> **Record excerpts**:
☆ ☆ ☆
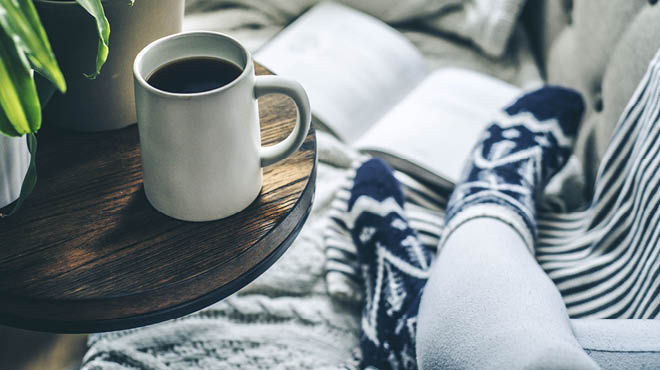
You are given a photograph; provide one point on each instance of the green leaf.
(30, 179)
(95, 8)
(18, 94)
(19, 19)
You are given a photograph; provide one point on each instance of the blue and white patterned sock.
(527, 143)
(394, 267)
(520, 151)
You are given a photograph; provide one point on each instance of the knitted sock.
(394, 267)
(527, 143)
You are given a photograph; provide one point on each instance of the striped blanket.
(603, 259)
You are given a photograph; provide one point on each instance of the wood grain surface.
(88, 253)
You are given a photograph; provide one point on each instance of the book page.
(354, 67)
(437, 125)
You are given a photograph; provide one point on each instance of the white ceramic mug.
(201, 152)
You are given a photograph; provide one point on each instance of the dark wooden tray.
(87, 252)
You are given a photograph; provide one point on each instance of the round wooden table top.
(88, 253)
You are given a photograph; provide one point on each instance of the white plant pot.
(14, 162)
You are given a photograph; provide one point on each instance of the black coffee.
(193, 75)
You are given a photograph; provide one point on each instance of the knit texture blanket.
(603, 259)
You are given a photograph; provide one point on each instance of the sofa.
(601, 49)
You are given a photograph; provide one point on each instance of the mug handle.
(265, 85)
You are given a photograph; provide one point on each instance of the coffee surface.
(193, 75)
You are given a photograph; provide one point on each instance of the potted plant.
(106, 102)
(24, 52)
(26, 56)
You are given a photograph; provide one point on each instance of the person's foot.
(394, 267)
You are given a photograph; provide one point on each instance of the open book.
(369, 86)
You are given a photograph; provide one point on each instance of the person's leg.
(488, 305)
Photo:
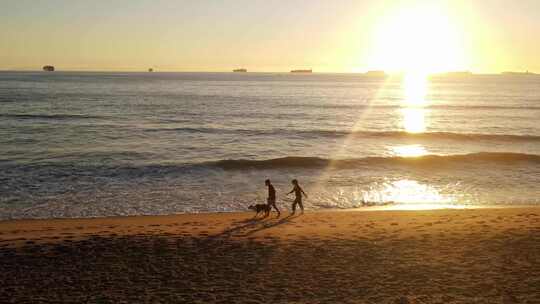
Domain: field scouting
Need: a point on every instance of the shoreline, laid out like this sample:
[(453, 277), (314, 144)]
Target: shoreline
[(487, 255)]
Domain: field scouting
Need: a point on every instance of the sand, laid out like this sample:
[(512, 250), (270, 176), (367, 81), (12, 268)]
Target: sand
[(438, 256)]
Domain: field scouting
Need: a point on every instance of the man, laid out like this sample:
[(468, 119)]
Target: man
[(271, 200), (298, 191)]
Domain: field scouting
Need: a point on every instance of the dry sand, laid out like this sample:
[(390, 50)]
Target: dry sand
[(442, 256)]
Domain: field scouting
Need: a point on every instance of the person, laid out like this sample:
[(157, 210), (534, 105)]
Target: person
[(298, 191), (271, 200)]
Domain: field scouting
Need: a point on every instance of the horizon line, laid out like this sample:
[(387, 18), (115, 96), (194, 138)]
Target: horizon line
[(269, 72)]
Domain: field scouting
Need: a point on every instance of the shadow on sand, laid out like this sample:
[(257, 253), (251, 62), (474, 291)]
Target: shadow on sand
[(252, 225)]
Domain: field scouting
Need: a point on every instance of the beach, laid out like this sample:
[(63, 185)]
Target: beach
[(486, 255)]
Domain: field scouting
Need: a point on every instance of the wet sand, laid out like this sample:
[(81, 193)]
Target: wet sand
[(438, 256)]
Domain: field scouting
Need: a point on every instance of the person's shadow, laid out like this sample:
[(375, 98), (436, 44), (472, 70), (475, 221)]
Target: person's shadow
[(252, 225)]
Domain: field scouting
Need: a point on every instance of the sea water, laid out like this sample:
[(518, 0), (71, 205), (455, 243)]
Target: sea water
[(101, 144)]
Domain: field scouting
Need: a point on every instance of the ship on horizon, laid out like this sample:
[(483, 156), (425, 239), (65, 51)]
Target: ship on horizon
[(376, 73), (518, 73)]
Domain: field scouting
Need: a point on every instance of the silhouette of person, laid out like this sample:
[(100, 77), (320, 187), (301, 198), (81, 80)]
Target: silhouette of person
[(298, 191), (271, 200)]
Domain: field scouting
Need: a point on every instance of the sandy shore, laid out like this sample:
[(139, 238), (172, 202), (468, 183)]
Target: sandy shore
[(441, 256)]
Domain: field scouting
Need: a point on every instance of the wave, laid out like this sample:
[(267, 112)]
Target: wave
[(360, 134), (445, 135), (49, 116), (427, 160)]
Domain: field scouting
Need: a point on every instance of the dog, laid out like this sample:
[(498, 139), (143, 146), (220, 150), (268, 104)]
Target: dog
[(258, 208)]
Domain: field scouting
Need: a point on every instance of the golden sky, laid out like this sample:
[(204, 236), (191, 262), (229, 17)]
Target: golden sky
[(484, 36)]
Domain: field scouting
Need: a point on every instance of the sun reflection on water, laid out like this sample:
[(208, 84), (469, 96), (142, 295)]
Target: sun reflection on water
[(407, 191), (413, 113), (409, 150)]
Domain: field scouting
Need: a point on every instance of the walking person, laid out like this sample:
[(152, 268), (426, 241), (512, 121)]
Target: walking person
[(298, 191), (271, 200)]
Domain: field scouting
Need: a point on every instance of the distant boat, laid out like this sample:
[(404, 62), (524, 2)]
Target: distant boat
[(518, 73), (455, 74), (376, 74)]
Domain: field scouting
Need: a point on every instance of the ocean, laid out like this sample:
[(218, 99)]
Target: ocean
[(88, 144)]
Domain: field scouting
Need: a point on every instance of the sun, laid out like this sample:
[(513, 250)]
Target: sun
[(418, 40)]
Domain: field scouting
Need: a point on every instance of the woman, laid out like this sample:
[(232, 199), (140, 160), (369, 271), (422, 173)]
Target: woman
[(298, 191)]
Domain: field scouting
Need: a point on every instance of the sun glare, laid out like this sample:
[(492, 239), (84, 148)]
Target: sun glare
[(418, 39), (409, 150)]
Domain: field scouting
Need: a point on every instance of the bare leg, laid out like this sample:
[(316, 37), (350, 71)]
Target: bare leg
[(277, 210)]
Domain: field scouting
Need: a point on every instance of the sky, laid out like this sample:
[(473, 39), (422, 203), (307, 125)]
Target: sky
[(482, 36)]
☆ ☆ ☆
> **Problem description**:
All the lines above are to be given again exactly as they read, with the pictures removed.

> **Answer box**:
You are given a photograph; provide one point on each instance of the green leaf.
(30, 179)
(95, 8)
(18, 94)
(19, 19)
You are given a photograph; provide one point on each instance of the blue and white patterned sock.
(527, 143)
(394, 267)
(520, 151)
You are given a photograph; provide one point on each instance of the knitted sock.
(394, 267)
(527, 143)
You are given a photograph; provide one point on each instance of the striped blanket.
(603, 259)
You are given a photograph; provide one point on each instance of the wood grain surface.
(88, 253)
You are given a photograph; provide one point on each instance of the book page.
(354, 67)
(437, 125)
You are given a photograph; provide one point on each instance of the white ceramic mug.
(201, 152)
You are given a photograph; provide one point on each instance of the dark wooden tray.
(87, 252)
You are given a photograph; provide one point on each instance of the round wooden table top.
(88, 253)
You are given a photograph; provide one point on each instance of the white plant pot.
(14, 162)
You are given a photograph; provide one point on each instance of the black coffee.
(193, 75)
You are given a photograph; provide one point on each instance of the knit texture blanket.
(603, 259)
You are given a photograph; provide one point on each instance of the sofa.
(601, 49)
You are given a photograph; provide one point on each instance of the mug handle.
(265, 85)
You are given a photograph; provide one point on each instance of the coffee surface.
(193, 75)
You are given a photograph; provide one point on each instance of the potted plant.
(106, 102)
(24, 52)
(26, 56)
You are given a photograph; provide one point on each instance of the person's foot.
(394, 267)
You are given a photograph; provide one point on each instance of the open book.
(369, 86)
You are given a photograph; provide one point on each instance of the person's leg.
(488, 305)
Photo:
Domain: field scouting
Need: a point on every instance of the shoreline, laid out like this sample:
[(453, 277), (314, 144)]
Target: shoreline
[(487, 255)]
Domain: field scouting
Need: a point on every instance of the sand, laid out like this sample:
[(512, 250), (270, 176), (367, 81), (12, 268)]
Target: sand
[(438, 256)]
Domain: field scouting
Need: a point on every instance of the man, laid out like this sample:
[(468, 119)]
Target: man
[(271, 200), (298, 191)]
Domain: field scouting
Need: a point on every instance of the dry sand, laid out like this sample:
[(390, 50)]
Target: dry sand
[(442, 256)]
Domain: field scouting
Need: a point on every instance of the person, laid out like this sample:
[(157, 210), (534, 105)]
Target: person
[(298, 191), (271, 200)]
Domain: field scouting
Need: a point on every instance of the horizon line, laid out like this sample:
[(387, 18), (115, 96), (194, 138)]
Target: horizon line
[(269, 72)]
Domain: field scouting
Need: a point on every instance of the shadow on sand, laid out like this sample:
[(257, 253), (251, 62), (474, 291)]
Target: shadow on sand
[(252, 225)]
Domain: field scouting
Need: a point on every instance of the beach, laid out like this sample:
[(63, 185)]
Target: beach
[(486, 255)]
Domain: field scouting
Need: a point on every instance of the wet sand, laid out like this sample:
[(81, 193)]
Target: wet sand
[(438, 256)]
Domain: field scouting
Need: a point on every instance of the person's shadow, laid out like this sample:
[(375, 98), (436, 44), (472, 70), (475, 221)]
Target: person's shadow
[(252, 225)]
Domain: field scouting
Need: a point on every instance of the sea water, laid out like this sample:
[(518, 0), (71, 205), (455, 243)]
Target: sea water
[(101, 144)]
Domain: field scouting
Need: a point on every instance of the ship on horizon, laid out like this sample:
[(483, 156), (425, 239), (65, 51)]
Target: ship on horizon
[(376, 73), (518, 73)]
Domain: field scouting
Need: a point on every instance of the silhouette of person, laid out like this sample:
[(100, 77), (320, 187), (301, 198), (81, 80)]
Target: silhouette of person
[(298, 191), (271, 200)]
Domain: field scouting
Need: a point on every instance of the sandy shore, laid out like this sample:
[(139, 238), (172, 202), (468, 183)]
Target: sandy shore
[(441, 256)]
Domain: field scouting
Need: a point on every instance of the wave, laid out like this sample:
[(267, 112)]
Target: wave
[(360, 134), (445, 135), (49, 116), (427, 160)]
Domain: field scouting
Need: a point on every instance of the dog, laid out like this sample:
[(498, 139), (143, 146), (220, 150), (268, 104)]
Target: dog
[(258, 208)]
Domain: field scouting
Need: a point on every instance of the golden sky, laid out like this sample:
[(204, 236), (191, 262), (229, 17)]
Target: golden sky
[(484, 36)]
Domain: field scouting
Need: a point on every instance of the sun reflection on water, laid out like this sample:
[(208, 84), (469, 96), (142, 295)]
Target: sun reflection on water
[(407, 191), (413, 113), (409, 150)]
Domain: field scouting
Need: a point on every instance of the walking person, laid out like this sample:
[(152, 268), (426, 241), (512, 121)]
Target: walking person
[(298, 191), (271, 200)]
Domain: field scouting
Need: a point on every instance of the distant boat, laid out like this sample:
[(404, 62), (524, 2)]
Target: distant boat
[(518, 73), (455, 74), (376, 74)]
Domain: field scouting
Need: a point on every instance of the ocean, laid out like this sample:
[(218, 99)]
Target: ocean
[(88, 144)]
Domain: field scouting
Need: a point on every instance of the sun, laid out like this sample:
[(513, 250)]
Target: sun
[(418, 40)]
Domain: field scouting
Need: a point on every instance of the woman, laid out like this sample:
[(232, 199), (140, 160), (369, 271), (422, 173)]
Target: woman
[(298, 191)]
Domain: field scouting
Need: a point on every instance of the sun glare, laid out like this sample:
[(492, 239), (84, 148)]
Target: sun glare
[(418, 39), (409, 150)]
Domain: field scouting
Need: a point on every instance of the bare leg, laid out like this sample:
[(316, 37), (350, 71)]
Target: bare leg
[(277, 210)]
Domain: field scouting
Need: a point on every instance of the sky, laid out like this sample:
[(473, 39), (422, 203), (307, 125)]
Target: sky
[(482, 36)]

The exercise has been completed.